++++ Data for this exercise ++++

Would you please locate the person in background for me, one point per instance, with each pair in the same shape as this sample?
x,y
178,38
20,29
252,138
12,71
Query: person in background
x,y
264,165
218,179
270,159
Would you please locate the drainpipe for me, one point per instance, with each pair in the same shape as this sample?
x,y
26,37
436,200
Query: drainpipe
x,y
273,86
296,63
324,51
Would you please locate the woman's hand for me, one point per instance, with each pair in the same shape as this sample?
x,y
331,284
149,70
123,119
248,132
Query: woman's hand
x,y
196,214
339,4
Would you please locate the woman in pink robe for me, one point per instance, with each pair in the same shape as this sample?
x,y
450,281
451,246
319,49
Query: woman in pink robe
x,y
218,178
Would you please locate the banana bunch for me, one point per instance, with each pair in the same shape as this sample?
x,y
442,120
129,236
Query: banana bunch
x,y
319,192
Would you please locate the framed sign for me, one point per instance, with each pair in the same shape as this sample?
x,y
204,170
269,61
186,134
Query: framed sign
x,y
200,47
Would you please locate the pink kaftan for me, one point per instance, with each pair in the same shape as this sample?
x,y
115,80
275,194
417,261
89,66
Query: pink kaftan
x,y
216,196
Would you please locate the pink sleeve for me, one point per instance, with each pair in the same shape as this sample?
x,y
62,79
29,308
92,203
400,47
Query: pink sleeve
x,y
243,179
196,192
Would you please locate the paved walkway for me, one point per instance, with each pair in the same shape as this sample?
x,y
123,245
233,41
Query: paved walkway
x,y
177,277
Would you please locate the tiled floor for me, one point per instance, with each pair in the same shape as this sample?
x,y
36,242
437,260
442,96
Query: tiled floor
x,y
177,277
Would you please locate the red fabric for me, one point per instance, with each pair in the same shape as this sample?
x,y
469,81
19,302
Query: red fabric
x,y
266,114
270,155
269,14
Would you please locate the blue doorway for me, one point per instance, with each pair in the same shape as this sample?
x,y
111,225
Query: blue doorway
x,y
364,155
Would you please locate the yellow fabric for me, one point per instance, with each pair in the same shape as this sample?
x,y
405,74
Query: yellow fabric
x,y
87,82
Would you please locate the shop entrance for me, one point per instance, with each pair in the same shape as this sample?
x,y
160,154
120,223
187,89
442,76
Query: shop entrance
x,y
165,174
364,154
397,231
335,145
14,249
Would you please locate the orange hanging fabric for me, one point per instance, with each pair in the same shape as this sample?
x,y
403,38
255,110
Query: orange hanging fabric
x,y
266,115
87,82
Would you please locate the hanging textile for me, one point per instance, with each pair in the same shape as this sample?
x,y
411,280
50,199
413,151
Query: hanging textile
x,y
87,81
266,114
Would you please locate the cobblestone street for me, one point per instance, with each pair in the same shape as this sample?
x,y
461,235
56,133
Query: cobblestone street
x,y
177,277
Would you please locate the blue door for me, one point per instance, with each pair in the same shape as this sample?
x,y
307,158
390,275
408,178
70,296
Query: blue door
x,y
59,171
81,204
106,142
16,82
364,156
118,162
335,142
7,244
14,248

++++

§ What to work on:
Each line from the one containing "Would you please locate the hanging" to the final line of the entries above must be returned exactly, and no other line may appear.

§ Task answer:
Would you please locate the hanging textile for me, one point per instance, with each pair in the same shape as this sample?
x,y
411,280
50,199
413,151
Query: hanging textile
x,y
87,81
266,114
Would you please locate the cobblestone street for me, one point per instance, with each pair in the same shape as this sample?
x,y
461,235
56,133
Query: cobblestone street
x,y
177,277
Would you please locate the blue door for me, one point per instance, with each pair in the same shape as this sample?
x,y
307,158
390,275
408,178
70,296
Query: blue door
x,y
59,171
81,204
106,142
16,82
364,156
118,162
335,142
7,244
14,248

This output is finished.